Location identification entries
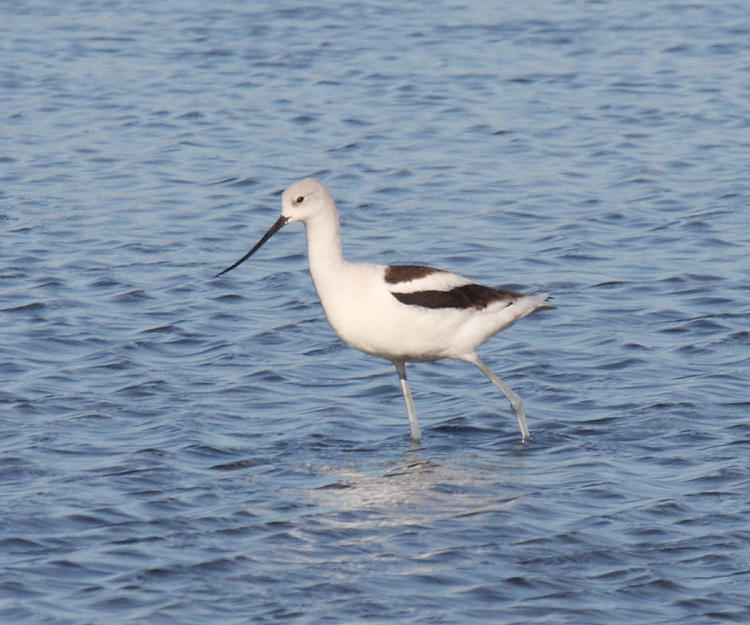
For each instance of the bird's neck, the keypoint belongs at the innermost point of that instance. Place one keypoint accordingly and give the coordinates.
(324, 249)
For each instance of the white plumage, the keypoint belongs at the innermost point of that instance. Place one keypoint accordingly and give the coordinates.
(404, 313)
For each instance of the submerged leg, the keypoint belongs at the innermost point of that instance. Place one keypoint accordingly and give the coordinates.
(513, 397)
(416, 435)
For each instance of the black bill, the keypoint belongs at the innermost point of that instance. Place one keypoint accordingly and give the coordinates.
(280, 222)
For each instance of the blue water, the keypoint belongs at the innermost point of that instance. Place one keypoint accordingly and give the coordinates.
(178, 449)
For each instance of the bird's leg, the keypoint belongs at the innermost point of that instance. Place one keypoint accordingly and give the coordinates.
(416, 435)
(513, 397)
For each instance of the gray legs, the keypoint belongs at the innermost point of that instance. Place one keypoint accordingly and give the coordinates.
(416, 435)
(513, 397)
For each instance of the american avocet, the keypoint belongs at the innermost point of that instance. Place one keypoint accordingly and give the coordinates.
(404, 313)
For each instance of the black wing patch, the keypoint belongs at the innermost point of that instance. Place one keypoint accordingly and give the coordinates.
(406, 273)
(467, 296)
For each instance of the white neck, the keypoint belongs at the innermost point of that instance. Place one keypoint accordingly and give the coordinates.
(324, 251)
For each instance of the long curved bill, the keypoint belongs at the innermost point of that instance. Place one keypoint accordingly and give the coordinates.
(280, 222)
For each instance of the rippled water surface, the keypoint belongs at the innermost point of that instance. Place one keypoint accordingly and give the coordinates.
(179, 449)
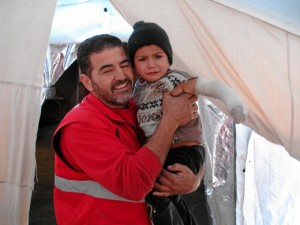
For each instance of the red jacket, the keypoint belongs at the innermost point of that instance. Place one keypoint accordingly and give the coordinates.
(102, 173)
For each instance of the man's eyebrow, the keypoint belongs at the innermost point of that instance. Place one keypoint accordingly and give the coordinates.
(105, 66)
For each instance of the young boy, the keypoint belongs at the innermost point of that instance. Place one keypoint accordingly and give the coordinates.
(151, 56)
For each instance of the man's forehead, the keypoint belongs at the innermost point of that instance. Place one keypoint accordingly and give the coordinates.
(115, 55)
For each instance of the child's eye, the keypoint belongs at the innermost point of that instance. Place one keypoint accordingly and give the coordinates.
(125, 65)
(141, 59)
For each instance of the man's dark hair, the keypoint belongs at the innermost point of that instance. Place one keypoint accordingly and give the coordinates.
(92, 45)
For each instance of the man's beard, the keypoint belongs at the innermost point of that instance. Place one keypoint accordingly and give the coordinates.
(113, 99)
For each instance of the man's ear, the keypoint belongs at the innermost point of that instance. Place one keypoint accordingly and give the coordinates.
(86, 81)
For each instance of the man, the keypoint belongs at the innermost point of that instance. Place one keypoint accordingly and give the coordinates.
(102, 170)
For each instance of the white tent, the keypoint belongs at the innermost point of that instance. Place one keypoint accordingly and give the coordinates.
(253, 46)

* _EXERCISE_
Each entry above should be reproduced exactly, with the pictures removed.

* _REPLY TO THE EXERCISE_
For each instance of the bird's neck, the keypoint belongs at the innermost point of that instance. Place one keypoint accordingly and give the coordinates.
(324, 249)
For each instance of the white plumage, the keypoint belongs at the innermost point of that instance. Place one keypoint accordingly and give the coordinates.
(404, 313)
For each instance of the submerged leg, the keypoint belongs at the innermost point of that instance. Place one keypoint accordingly and give the coordinates.
(513, 397)
(416, 435)
For each instance of the black bill, the keypoint belongs at the innermost point of that instance. Place one keypoint accordingly and give the coordinates.
(280, 222)
For each instance of the blue water, the keypoint belongs at the innermost point of that instance. Place one keypoint accordingly and give the coordinates.
(178, 449)
For each instance of the bird's leg, the keypoint belongs at the innermost point of that instance. Place one keypoint accordingly and give the coordinates.
(416, 435)
(513, 397)
For each instance of the gray legs, the keypoint belongs at the innermost point of that instance. Place one keypoint accordingly and give the coordinates.
(416, 435)
(513, 397)
For each instance of the american avocet, the keypoint belongs at the innermost point of that instance. Place one keypoint accordingly and give the coordinates.
(404, 313)
For each instance of the black wing patch, the keypoint belongs at the innermost point of that instance. Place one keypoint accordingly and give the coordinates.
(406, 273)
(467, 296)
For each instance of the white neck, the keypoint belongs at the innermost point of that instance. Place one keypoint accordingly and give the coordinates.
(324, 251)
For each instance of the long curved bill, the keypoint belongs at the innermost point of that instance. Place one keypoint accordingly and give the coordinates.
(280, 222)
For each instance of the rippled water surface, the keypoint belongs at the innermost point of that instance. Place one keypoint accordingly and give the coordinates.
(179, 449)
For each instance of the red jacket, the keypoint belongs at the innermost point of that instance. Place one keypoint accordingly and give the coordinates.
(102, 173)
For each instance of the man's eyebrow, the keypoint belongs at the innermost point of that instance. Place one keypoint accordingly and give the coordinates.
(105, 66)
For each instance of the young boy, the keypoint belongs at the innermost point of that instance. Place one keypoint accordingly and give the coordinates.
(151, 56)
For each instance of the man's forehead, the keypoint belongs at the innermost point of that instance. Place one keypoint accordingly and give the coordinates.
(115, 55)
For each instance of the child's eye, the keypoint belongs at the innermost point of that instance. Place one keypoint accordingly and give the coordinates.
(125, 65)
(141, 59)
For each instance of the man's dark hair, the keypoint belongs at the innermost point of that instance. Place one keypoint accordingly and give the coordinates.
(92, 45)
For each instance of the man's beard, the keypoint belongs at the innermost point of that instance. Place one keypoint accordingly and give the coordinates.
(113, 99)
For each instance of the man's ear, the keypoint belongs at the innermost point of that instance. Place one keypoint accordingly and give the coordinates.
(86, 81)
For each instance of the man, the keypoint belongs at the innermost point of that instance. Place one keypoint accordingly and give the coordinates.
(102, 170)
For each instance of the white tent, the keypoint belongs at the innermost point of that instance. Place one keypoint accordingly and give the coordinates.
(253, 46)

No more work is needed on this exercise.